## BEGIN PAGE EXCERPT
Guest Post: I've reached out to some friends who have been really supportive of me and Calista Jones over the years to submit their own posts to the blog. I told them they could write about anyone they wanted and to make it as personal as they want. My friend, Liz Jansen, is the first in what I hope will become a regular series of guest posts about the many varied ways in which women have inspired us. I'm lucky to know Liz as she is a woman of exceptional character and devotion to others. If you'd like to submit a post, just contact me at firstname.lastname@example.org!
When thinking about this piece, my initial and obvious goal was to make it about the influencer, my subject. As soon as I decided to write about my mom, I knew it’d be hard to avoid some self-reflection. I'm adopted, which has the capacity to complicate things like family, race, and ethnicity (if those weren’t already complicated enough). Adoption is simultaneously a defining part of who I am, yet almost completely irrelevant to my day-to-day life. In one sense, I am adopted. My life would have been vastly different had I not been or had I been adopted into a different family. In another sense, adoption—as a past event—is completely banal. It’s something that happened in 1985 and is done. It is simultaneously a past, concrete event and a present, fluid experience.
## END PAGE EXCERPT
## BEGIN ENTRIES SUPPLIED
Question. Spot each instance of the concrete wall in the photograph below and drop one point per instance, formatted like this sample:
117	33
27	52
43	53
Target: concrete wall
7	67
## END ENTRIES SUPPLIED
● **EXERCISES TO COMPLETE**
A - Please return the guest post from "When thinking about" up to and including "present, fluid experience.", copying each word as it appears.
B - Answer these questions using the guest post:
(i) Who is the first writer in the series of guest posts?
(ii) In what year did the writer's adoption take place?
(iii) Whom did the writer decide to write about?
C - Continue the guest post about adoption, starting after its final sentence.

● **RESPONSES FOR EACH TASK**
A -
When thinking about this piece, my initial and obvious goal was to make it about the influencer, my subject. As soon as I decided to write about my mom, I knew it’d be hard to avoid some self-reflection. I'm adopted, which has the capacity to complicate things like family, race, and ethnicity (if those weren’t already complicated enough). Adoption is simultaneously a defining part of who I am, yet almost completely irrelevant to my day-to-day life. In one sense, I am adopted. My life would have been vastly different had I not been or had I been adopted into a different family. In another sense, adoption—as a past event—is completely banal. It’s something that happened in 1985 and is done. It is simultaneously a past, concrete event and a present, fluid experience.

B -
(i) Liz Jansen
(ii) 1985
(iii) The writer's mom

C -
As a state of being, adoption gave me somewhat of a blank slate to work with as far as identity is concerned. To sort of elaborate, I know I look Asian and often deal with inaccurate expectations based on my physical appearance, but I do not identify with and am therefore free to act outside of the norms of traditional Korean culture. Additionally, because I am adopted and don’t look White, I am also free to act outside of the norms of traditional, middle-American, suburban, White culture. While not fitting in can be daunting, in my experience, it’s also been liberating. As an adopted person, I may not quite fit into a specific category, but I’m also not beholden to a specific category.
I don’t quite have the words to describe my adoptive experience, and that attempt is for another time and place, but the point of this digression is to give a small sense of the many ways my story could have gone and to emphasize that who I am—the best parts of me—is almost entirely dependent on my family and the strong influence of the woman you’re about to meet.
|Bill, Sue, and |
their eldest daughter Donna.
By the age of ten, my mom was in the barn working with her dad. Although, instead of working I think she actually meant playing, because the only story she shared was about how she used to dress up “a big old tomcat” in a bonnet and push him around in a stroller. After the dressing up tomcats phase, my mom transitioned to horses and enjoyed riding with the neighbor kids. On growing up and the prospects of growing up, my mom writes, “I always wanted to be a mom. I didn't really want a career and never really thought I was smart enough for that. Little did I know you had to be super smart to be a parent, which doesn’t come with a handbook.”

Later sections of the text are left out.